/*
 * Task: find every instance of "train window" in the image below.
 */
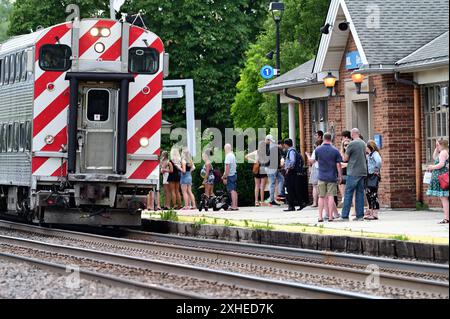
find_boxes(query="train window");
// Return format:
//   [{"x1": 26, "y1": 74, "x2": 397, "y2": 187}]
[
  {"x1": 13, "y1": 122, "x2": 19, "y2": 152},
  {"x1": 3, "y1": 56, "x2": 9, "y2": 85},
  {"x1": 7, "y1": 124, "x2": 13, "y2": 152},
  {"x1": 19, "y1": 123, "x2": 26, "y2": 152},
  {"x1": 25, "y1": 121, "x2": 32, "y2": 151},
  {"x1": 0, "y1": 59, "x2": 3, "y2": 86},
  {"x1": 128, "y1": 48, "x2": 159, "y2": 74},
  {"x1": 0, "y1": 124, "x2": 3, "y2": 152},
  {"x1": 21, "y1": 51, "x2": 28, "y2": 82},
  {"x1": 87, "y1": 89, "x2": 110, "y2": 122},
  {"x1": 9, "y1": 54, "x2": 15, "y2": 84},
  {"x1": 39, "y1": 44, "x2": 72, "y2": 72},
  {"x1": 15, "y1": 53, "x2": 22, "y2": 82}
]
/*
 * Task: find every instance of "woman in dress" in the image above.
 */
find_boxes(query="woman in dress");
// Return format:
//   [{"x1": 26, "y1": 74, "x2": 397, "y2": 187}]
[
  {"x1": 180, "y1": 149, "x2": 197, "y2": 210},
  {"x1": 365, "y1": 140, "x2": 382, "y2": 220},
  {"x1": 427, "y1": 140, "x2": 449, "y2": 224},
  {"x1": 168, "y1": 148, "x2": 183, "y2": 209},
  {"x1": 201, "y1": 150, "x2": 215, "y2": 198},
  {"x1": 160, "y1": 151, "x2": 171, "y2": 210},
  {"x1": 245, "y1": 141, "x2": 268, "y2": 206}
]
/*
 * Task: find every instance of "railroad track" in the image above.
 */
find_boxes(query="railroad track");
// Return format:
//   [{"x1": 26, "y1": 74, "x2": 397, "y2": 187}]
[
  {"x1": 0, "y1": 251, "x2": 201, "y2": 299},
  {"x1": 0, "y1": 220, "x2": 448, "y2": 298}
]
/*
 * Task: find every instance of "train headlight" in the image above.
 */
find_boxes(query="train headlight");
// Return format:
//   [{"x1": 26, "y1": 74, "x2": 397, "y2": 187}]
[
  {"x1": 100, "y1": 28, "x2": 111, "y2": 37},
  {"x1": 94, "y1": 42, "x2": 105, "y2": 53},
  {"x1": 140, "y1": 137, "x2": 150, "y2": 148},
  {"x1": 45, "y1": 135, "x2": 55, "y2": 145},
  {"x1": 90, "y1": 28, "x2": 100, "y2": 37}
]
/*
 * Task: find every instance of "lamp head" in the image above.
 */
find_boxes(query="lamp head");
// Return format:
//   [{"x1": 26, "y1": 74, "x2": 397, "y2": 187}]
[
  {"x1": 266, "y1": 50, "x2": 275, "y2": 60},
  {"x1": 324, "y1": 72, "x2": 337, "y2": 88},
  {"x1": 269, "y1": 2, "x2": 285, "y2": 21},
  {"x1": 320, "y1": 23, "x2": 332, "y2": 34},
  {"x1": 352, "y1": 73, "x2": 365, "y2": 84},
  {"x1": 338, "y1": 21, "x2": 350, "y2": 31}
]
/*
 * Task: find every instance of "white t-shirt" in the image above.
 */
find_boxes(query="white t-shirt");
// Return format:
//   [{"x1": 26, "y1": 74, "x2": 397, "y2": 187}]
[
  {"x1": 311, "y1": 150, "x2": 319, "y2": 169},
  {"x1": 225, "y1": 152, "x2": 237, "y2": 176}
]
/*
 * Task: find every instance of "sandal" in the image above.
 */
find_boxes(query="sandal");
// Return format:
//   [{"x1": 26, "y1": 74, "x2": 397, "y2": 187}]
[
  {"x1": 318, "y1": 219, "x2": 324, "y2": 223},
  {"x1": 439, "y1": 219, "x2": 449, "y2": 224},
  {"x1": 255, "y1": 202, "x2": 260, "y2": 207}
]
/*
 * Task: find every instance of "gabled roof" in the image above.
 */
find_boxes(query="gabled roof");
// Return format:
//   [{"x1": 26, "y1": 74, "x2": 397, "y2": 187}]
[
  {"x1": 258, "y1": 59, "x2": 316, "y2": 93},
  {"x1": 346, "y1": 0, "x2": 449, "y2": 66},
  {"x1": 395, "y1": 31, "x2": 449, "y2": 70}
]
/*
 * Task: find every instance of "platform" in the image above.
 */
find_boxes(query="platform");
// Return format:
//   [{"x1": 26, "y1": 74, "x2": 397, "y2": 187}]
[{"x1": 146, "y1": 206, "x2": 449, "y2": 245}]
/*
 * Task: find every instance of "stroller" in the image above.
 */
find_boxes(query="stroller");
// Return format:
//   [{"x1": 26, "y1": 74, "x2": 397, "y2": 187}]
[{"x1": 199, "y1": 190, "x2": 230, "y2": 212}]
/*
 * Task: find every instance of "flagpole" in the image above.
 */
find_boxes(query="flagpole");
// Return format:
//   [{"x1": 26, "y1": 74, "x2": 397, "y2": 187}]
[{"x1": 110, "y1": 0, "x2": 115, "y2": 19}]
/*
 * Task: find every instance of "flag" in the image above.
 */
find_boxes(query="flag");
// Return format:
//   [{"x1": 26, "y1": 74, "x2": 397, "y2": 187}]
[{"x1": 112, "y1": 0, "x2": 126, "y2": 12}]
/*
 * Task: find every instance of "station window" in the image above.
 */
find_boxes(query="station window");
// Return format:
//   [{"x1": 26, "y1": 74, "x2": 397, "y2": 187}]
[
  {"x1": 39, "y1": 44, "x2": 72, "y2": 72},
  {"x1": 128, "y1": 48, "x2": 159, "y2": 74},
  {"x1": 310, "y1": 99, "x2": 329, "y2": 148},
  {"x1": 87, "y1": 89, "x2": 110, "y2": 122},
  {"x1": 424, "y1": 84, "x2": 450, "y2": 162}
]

● ● ● ● ● ● ●

■ **TASK BRIEF**:
Note every line of the entries in which "shirt" appears, and copy it down.

■ **PROBLEM SOLUTION**:
 * Task: find every instance of "white t-shirt" in the image above.
find_boxes(query="white t-shirt");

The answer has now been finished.